Rewrite the records from the line containing "Please outline the green leaf with" through the line containing "23,161 -> 56,191", both included, as a Markdown table with the columns Row and Line, leaving out any blank lines.

[Data records]
* start *
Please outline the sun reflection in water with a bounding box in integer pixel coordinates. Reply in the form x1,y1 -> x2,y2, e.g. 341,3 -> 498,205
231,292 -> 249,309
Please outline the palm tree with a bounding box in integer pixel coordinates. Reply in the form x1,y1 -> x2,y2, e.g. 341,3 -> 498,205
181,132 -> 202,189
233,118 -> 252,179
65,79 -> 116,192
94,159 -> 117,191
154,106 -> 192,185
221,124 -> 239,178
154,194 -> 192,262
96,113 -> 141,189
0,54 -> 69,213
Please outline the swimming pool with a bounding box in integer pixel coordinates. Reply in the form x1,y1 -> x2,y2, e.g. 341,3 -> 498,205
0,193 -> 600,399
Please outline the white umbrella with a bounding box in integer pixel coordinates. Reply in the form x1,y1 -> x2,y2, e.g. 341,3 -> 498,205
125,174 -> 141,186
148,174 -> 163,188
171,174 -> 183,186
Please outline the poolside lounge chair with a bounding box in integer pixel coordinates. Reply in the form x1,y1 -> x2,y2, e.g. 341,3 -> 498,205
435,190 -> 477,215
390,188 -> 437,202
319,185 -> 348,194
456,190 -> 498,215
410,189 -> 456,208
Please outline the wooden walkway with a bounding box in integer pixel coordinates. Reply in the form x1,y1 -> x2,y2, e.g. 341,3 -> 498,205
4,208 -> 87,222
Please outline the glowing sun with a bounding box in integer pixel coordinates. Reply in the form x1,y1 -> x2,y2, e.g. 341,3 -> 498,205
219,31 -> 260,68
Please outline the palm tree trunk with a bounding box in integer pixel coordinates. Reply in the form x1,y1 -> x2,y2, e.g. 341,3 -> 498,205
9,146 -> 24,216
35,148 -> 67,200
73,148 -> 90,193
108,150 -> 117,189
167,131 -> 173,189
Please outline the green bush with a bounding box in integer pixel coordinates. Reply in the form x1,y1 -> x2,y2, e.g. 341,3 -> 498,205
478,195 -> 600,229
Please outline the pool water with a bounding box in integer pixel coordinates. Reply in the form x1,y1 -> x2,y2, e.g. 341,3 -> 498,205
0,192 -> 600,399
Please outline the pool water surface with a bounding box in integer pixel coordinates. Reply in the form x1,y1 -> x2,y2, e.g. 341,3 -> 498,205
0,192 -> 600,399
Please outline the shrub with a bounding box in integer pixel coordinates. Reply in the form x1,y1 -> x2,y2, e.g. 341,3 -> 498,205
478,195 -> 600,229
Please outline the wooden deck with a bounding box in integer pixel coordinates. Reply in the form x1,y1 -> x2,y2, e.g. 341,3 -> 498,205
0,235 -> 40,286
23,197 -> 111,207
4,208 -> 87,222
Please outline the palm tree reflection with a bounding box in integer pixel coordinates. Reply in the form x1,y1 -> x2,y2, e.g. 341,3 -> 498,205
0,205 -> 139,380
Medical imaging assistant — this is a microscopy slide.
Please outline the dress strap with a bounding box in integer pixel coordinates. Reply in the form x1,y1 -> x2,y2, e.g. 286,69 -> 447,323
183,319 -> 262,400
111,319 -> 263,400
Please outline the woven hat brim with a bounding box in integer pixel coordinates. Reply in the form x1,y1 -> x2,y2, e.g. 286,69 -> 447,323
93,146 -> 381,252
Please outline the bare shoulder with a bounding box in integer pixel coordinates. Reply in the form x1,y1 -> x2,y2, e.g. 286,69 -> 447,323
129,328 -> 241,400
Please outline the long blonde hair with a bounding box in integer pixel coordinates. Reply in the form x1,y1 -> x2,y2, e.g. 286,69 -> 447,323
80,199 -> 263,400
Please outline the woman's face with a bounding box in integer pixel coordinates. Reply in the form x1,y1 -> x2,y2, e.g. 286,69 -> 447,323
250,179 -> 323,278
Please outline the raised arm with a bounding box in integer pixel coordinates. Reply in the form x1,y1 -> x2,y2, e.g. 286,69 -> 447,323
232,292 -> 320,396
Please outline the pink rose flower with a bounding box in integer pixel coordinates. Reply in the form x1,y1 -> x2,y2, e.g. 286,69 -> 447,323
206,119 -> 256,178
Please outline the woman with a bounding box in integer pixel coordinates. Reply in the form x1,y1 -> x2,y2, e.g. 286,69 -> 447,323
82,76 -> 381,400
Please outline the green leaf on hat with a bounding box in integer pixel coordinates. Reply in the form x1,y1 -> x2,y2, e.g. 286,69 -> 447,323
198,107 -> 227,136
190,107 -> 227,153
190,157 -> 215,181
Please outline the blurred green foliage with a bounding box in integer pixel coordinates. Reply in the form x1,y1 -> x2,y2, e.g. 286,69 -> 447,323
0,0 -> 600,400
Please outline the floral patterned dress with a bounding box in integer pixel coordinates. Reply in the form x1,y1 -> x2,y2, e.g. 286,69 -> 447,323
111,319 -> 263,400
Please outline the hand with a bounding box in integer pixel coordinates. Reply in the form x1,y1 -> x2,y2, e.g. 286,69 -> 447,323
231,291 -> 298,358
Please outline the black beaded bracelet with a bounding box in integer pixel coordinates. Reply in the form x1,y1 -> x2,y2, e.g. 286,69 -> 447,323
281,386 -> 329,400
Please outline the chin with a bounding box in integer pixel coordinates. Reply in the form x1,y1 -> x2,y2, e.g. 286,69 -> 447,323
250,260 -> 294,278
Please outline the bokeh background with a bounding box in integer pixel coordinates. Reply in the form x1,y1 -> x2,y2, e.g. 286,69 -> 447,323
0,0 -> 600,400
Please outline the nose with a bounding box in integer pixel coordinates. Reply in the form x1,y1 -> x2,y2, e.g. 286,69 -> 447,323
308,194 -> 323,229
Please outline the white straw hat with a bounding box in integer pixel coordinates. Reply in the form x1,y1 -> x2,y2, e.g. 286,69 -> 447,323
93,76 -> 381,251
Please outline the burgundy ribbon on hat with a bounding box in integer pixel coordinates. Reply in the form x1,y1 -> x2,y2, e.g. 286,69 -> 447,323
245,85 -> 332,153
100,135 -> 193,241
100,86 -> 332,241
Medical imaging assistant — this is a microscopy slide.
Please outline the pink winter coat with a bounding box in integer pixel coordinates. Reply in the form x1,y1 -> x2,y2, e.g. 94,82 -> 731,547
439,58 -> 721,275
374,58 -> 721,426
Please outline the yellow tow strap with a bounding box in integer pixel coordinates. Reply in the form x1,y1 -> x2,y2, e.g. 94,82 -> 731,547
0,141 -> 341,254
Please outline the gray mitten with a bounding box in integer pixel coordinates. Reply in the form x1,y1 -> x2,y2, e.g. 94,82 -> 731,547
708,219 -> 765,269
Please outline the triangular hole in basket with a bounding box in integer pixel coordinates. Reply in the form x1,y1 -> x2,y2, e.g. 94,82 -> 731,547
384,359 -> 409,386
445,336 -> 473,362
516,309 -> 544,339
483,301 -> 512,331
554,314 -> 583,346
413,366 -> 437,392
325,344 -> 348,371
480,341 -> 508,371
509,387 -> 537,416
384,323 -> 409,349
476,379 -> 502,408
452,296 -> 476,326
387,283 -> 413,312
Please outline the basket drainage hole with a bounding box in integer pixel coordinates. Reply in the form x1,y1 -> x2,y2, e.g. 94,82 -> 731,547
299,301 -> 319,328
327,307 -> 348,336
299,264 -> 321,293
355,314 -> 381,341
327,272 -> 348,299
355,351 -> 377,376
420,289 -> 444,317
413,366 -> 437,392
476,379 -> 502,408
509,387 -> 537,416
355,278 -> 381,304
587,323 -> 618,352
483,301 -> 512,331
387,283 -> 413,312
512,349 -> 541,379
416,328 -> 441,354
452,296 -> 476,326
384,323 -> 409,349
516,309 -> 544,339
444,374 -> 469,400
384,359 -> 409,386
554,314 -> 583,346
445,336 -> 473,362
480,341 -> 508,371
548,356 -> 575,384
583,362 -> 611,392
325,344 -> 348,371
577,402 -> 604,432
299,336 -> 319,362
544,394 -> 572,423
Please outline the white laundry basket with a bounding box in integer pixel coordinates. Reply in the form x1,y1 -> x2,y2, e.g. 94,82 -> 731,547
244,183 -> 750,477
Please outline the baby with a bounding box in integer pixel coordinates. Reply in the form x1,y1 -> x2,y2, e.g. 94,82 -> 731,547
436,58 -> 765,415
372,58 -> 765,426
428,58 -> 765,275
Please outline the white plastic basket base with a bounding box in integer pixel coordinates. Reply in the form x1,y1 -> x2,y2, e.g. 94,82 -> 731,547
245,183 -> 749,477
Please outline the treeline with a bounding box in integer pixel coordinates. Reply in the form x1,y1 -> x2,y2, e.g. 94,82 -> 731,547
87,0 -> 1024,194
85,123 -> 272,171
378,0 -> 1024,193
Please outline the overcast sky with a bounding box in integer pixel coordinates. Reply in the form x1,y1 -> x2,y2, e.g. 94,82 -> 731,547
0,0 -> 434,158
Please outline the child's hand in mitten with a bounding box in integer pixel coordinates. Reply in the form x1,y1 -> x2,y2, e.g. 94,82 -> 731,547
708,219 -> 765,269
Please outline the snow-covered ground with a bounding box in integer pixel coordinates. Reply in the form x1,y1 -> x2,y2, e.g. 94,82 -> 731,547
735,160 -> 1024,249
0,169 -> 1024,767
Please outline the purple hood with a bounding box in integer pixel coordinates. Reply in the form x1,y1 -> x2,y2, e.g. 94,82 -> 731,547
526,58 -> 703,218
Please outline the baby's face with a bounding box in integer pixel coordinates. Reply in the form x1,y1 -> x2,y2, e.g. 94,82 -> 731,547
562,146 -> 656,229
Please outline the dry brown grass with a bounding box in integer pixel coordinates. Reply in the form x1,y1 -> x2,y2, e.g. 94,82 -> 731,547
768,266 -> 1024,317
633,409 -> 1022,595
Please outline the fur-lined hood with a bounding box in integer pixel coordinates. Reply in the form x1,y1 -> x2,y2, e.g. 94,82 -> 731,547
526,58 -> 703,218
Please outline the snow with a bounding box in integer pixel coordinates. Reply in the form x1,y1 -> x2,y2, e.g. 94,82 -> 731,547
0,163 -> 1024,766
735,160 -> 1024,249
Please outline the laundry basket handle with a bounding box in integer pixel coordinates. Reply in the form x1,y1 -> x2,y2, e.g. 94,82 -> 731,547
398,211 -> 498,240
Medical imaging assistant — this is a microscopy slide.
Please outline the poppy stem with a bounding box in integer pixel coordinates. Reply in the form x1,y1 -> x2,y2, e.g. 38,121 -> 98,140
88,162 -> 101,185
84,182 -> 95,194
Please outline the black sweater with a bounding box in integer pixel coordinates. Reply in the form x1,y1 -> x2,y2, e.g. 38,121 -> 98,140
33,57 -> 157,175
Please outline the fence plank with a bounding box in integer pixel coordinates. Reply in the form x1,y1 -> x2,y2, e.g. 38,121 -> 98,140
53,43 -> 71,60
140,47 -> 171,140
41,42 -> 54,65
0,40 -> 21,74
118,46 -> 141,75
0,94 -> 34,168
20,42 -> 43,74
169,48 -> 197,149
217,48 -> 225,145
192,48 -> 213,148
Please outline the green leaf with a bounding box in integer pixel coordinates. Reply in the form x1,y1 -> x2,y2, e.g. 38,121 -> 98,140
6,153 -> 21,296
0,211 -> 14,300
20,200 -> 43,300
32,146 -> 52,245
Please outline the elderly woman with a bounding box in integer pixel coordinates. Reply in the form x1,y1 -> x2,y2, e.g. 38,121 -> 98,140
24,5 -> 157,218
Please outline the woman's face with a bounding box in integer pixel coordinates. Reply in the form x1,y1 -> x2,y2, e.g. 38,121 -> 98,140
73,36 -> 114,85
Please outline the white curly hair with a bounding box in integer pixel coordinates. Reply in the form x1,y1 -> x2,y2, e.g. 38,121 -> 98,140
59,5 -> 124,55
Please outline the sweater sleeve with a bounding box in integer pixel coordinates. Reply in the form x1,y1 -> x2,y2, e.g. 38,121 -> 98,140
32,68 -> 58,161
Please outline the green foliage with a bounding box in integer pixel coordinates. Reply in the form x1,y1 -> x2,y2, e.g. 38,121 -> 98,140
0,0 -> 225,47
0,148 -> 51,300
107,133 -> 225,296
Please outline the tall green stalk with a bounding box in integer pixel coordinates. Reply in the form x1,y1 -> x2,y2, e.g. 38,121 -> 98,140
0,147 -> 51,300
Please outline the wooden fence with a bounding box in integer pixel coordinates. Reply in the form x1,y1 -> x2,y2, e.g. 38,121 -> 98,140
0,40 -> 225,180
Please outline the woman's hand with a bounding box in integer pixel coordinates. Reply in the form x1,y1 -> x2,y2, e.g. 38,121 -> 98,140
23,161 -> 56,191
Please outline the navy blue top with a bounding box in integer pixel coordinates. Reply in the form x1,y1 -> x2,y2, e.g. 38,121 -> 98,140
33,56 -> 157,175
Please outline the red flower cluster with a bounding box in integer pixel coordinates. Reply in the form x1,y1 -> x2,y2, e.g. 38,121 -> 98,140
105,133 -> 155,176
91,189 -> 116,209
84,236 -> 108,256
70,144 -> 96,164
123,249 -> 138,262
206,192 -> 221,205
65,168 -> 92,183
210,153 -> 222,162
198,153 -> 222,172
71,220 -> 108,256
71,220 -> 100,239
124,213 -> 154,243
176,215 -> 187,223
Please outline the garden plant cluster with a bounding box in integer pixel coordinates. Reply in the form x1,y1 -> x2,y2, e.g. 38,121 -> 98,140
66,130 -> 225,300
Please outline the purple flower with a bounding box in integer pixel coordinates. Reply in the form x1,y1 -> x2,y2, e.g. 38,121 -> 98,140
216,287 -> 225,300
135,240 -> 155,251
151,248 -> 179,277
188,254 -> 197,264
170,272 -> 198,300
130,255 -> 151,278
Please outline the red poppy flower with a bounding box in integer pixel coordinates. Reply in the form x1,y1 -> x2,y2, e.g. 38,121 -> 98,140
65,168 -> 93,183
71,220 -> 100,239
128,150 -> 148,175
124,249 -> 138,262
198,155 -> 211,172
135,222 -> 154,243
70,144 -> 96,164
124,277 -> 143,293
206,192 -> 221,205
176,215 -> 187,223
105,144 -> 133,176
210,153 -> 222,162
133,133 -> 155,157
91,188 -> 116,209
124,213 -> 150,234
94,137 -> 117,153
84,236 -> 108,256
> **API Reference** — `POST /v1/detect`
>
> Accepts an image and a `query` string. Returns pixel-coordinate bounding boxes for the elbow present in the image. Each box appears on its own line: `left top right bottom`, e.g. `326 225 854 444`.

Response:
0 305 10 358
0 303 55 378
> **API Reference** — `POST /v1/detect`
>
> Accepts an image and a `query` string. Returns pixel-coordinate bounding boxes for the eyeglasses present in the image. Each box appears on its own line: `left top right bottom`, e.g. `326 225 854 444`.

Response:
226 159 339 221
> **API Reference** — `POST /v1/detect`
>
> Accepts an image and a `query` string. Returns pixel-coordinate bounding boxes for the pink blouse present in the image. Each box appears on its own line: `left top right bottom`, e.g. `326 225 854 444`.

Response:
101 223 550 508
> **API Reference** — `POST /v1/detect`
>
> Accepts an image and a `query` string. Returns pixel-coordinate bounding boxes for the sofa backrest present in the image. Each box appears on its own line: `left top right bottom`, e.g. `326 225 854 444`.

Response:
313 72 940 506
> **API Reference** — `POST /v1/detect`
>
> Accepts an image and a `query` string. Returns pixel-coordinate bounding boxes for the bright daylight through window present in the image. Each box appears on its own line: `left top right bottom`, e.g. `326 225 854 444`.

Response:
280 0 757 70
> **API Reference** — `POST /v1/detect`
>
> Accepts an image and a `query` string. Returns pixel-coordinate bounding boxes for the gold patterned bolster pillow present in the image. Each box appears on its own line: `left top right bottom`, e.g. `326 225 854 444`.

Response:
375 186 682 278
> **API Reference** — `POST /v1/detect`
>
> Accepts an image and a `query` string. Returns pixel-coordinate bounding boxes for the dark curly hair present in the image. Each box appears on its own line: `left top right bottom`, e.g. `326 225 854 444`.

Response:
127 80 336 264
* end *
▶ _FULL RESPONSE_:
| Row | Line |
|---|---|
| 1 | Please outline the green leaf with a bounding box in integer pixel coordinates. Reply in the form x1,y1 -> x2,y2, e.g. 38,121 -> 98,140 |
| 2 | 6,153 -> 21,296 |
| 3 | 0,211 -> 14,300 |
| 4 | 20,200 -> 43,300 |
| 5 | 32,146 -> 52,245 |
| 6 | Please outline the elderly woman with a bounding box in integer pixel coordinates. Reply in the form x1,y1 -> x2,y2, e.g. 38,121 -> 98,140 |
| 7 | 24,5 -> 157,218 |
| 8 | Please outline the woman's face with a bounding box in integer pixel coordinates. Reply in the form x1,y1 -> x2,y2, e.g. 38,121 -> 98,140 |
| 9 | 73,36 -> 114,85 |
| 10 | Please outline the white curly hair with a bounding box in integer pixel coordinates. Reply in the form x1,y1 -> x2,y2, e.g. 38,121 -> 98,140 |
| 11 | 59,5 -> 124,55 |
| 12 | Please outline the sweater sleeve with a bounding box in integer pixel coordinates. Reply in the form x1,y1 -> x2,y2, e.g. 38,121 -> 98,140 |
| 13 | 32,68 -> 58,161 |
| 14 | Please outline the green foliage with a bounding box in integer pixel coordinates. Reply in the form x1,y1 -> x2,y2, e.g. 38,121 -> 98,140 |
| 15 | 0,0 -> 225,47 |
| 16 | 0,148 -> 51,300 |
| 17 | 107,133 -> 225,296 |
| 18 | Please outline the tall green stalk with a bounding box in integer pixel coordinates. Reply in the form x1,y1 -> x2,y2, e.g. 38,121 -> 98,140 |
| 19 | 0,147 -> 51,300 |
| 20 | Please outline the wooden fence with a bounding box in integer pixel coordinates. Reply in the form x1,y1 -> x2,y2, e.g. 38,121 -> 98,140 |
| 21 | 0,40 -> 225,180 |
| 22 | Please outline the woman's hand with a bounding box in integer pixel coordinates. Reply in the form x1,y1 -> x2,y2, e.g. 38,121 -> 98,140 |
| 23 | 23,161 -> 56,191 |